# Start of Reading passage

April 13th, 2009 by adampotgiesser

Big Idea: Love is greater than life. God’s love for us is so great that we would do anything . . . in to help us live abundant, joy filled lives.

Video clip: Passion of the Christ – Roman soldiers driving the nails into Jesus’s wrists and legs, and then turning him over and allowing his full weight to hold his body on those nails.

God came down in the person of Jesus to show us how to love. That makes sense to me. But God dying on the cross for me, that has confused me most of my life. The whole idea of God dying doesn’t seem right in my head. Does it really make sense to you?

 

The Bible says that “Jesus died to take away the sins of the world.” But it always seems like it would have been easier and make more sense, to me if God would have just asked people to repent and ask for forgiveness, and then forgive them, or wave a magic wand or his little finger or something, but that’s not the way it happened.

# End of Reading passage
# Start of Material shown

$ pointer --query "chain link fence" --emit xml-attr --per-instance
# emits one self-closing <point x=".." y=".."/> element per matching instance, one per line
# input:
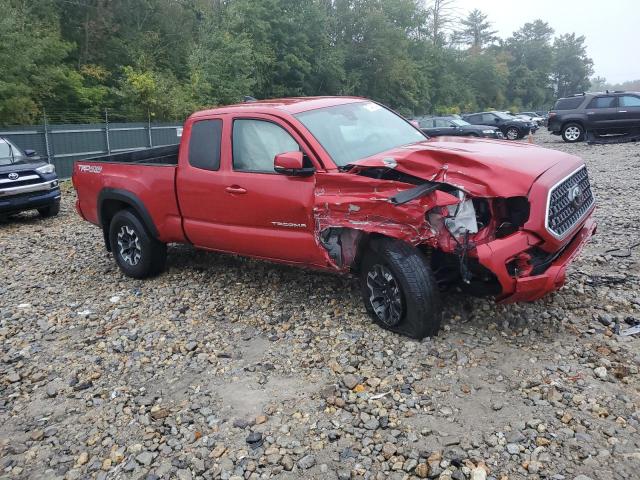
<point x="63" y="143"/>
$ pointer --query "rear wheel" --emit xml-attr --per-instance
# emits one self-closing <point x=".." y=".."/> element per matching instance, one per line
<point x="512" y="133"/>
<point x="399" y="290"/>
<point x="572" y="132"/>
<point x="50" y="211"/>
<point x="137" y="253"/>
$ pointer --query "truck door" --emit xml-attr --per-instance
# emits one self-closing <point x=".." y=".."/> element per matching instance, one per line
<point x="602" y="113"/>
<point x="245" y="207"/>
<point x="629" y="110"/>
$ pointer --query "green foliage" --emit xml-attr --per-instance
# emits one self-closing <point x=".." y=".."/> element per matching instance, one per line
<point x="167" y="58"/>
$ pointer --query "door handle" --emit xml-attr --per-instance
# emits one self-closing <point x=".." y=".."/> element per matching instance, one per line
<point x="235" y="189"/>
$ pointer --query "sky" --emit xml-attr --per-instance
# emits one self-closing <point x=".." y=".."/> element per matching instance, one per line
<point x="611" y="28"/>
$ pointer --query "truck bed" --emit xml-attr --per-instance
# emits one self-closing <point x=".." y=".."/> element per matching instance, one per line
<point x="145" y="177"/>
<point x="166" y="155"/>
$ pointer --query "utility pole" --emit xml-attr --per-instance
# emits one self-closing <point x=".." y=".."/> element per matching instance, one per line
<point x="106" y="130"/>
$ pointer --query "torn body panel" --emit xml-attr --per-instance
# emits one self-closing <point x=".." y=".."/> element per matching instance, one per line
<point x="479" y="232"/>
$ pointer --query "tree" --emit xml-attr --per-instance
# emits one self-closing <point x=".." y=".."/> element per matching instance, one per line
<point x="598" y="84"/>
<point x="440" y="18"/>
<point x="32" y="56"/>
<point x="571" y="66"/>
<point x="530" y="65"/>
<point x="477" y="31"/>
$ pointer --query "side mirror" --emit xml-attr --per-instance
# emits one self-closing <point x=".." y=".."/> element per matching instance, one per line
<point x="291" y="163"/>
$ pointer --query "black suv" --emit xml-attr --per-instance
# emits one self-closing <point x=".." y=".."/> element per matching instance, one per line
<point x="512" y="128"/>
<point x="455" y="127"/>
<point x="599" y="113"/>
<point x="26" y="182"/>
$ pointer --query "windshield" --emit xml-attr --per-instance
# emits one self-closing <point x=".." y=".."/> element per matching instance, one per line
<point x="354" y="131"/>
<point x="9" y="153"/>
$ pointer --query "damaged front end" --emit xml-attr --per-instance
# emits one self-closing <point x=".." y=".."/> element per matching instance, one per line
<point x="483" y="245"/>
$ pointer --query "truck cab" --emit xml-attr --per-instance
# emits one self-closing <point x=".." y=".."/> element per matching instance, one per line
<point x="345" y="185"/>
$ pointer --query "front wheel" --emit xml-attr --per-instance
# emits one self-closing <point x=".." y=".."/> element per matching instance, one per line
<point x="399" y="290"/>
<point x="512" y="133"/>
<point x="137" y="253"/>
<point x="572" y="132"/>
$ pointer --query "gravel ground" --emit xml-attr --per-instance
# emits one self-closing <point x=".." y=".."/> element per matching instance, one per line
<point x="231" y="368"/>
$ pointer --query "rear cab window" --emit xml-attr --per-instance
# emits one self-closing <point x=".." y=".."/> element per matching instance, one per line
<point x="256" y="144"/>
<point x="629" y="101"/>
<point x="204" y="144"/>
<point x="568" y="103"/>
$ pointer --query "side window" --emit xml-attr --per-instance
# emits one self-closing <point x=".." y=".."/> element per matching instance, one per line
<point x="257" y="142"/>
<point x="488" y="118"/>
<point x="204" y="144"/>
<point x="602" y="102"/>
<point x="629" y="101"/>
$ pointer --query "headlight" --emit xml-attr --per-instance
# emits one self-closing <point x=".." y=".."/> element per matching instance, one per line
<point x="45" y="169"/>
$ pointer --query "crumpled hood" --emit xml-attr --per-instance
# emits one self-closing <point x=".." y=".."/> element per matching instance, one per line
<point x="486" y="168"/>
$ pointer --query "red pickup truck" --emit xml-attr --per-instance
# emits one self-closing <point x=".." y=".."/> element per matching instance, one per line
<point x="346" y="185"/>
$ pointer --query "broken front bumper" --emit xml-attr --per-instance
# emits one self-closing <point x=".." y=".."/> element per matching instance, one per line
<point x="497" y="255"/>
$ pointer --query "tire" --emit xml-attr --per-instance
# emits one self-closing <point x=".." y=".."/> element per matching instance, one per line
<point x="572" y="133"/>
<point x="399" y="290"/>
<point x="136" y="252"/>
<point x="512" y="133"/>
<point x="50" y="211"/>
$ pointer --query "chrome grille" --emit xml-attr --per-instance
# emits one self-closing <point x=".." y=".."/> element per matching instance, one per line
<point x="569" y="201"/>
<point x="9" y="180"/>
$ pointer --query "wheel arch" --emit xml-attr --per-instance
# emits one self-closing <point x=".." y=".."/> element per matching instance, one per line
<point x="112" y="200"/>
<point x="568" y="121"/>
<point x="347" y="246"/>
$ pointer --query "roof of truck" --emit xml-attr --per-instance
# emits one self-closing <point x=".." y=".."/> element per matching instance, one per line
<point x="290" y="105"/>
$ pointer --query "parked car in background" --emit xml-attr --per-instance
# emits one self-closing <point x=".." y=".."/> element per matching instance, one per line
<point x="512" y="128"/>
<point x="456" y="127"/>
<point x="26" y="182"/>
<point x="605" y="113"/>
<point x="346" y="185"/>
<point x="534" y="117"/>
<point x="534" y="125"/>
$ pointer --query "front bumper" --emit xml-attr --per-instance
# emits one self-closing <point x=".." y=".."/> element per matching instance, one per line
<point x="496" y="256"/>
<point x="29" y="201"/>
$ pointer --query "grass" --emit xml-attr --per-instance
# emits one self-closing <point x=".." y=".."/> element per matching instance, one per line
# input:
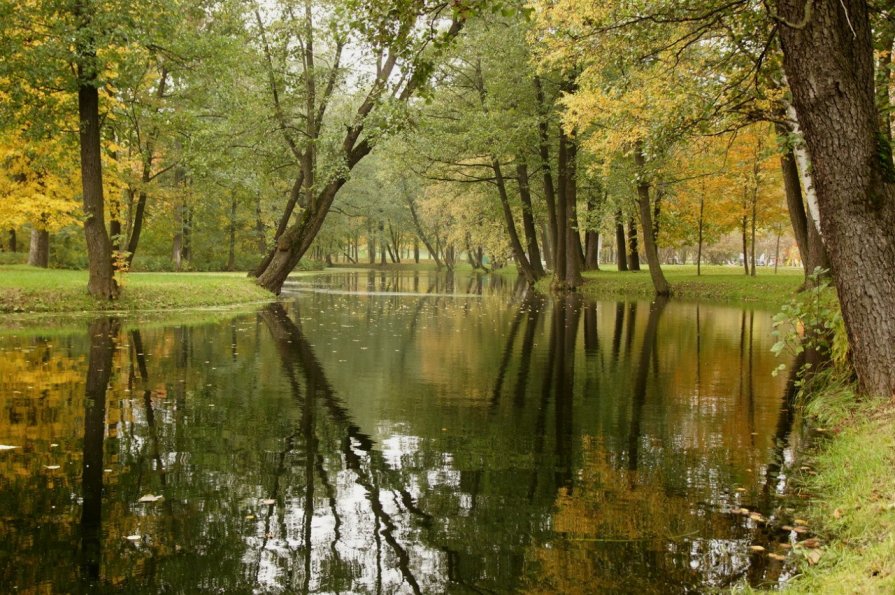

# End of Material shown

## Required actions:
**a.** Shorten the paragraph of the post on God's love that begins "God came down in the person of Jesus," keeping its main points.
**b.** Copy word for word the part of the post on God's love starting at "April 13th, 2009" and ending at "sense to you?".
The data has no connection to the post on God's love.

## Responses:
**a.** God came as Jesus to show us how to love, and that makes sense to me. But God dying on the cross for me has confused me most of my life, because the idea of God dying doesn't seem right. Does it really make sense to you?

**b.**
April 13th, 2009 by adampotgiesser

Big Idea: Love is greater than life. God’s love for us is so great that we would do anything . . . in to help us live abundant, joy filled lives.

Video clip: Passion of the Christ – Roman soldiers driving the nails into Jesus’s wrists and legs, and then turning him over and allowing his full weight to hold his body on those nails.

God came down in the person of Jesus to show us how to love. That makes sense to me. But God dying on the cross for me, that has confused me most of my life. The whole idea of God dying doesn’t seem right in my head. Does it really make sense to you?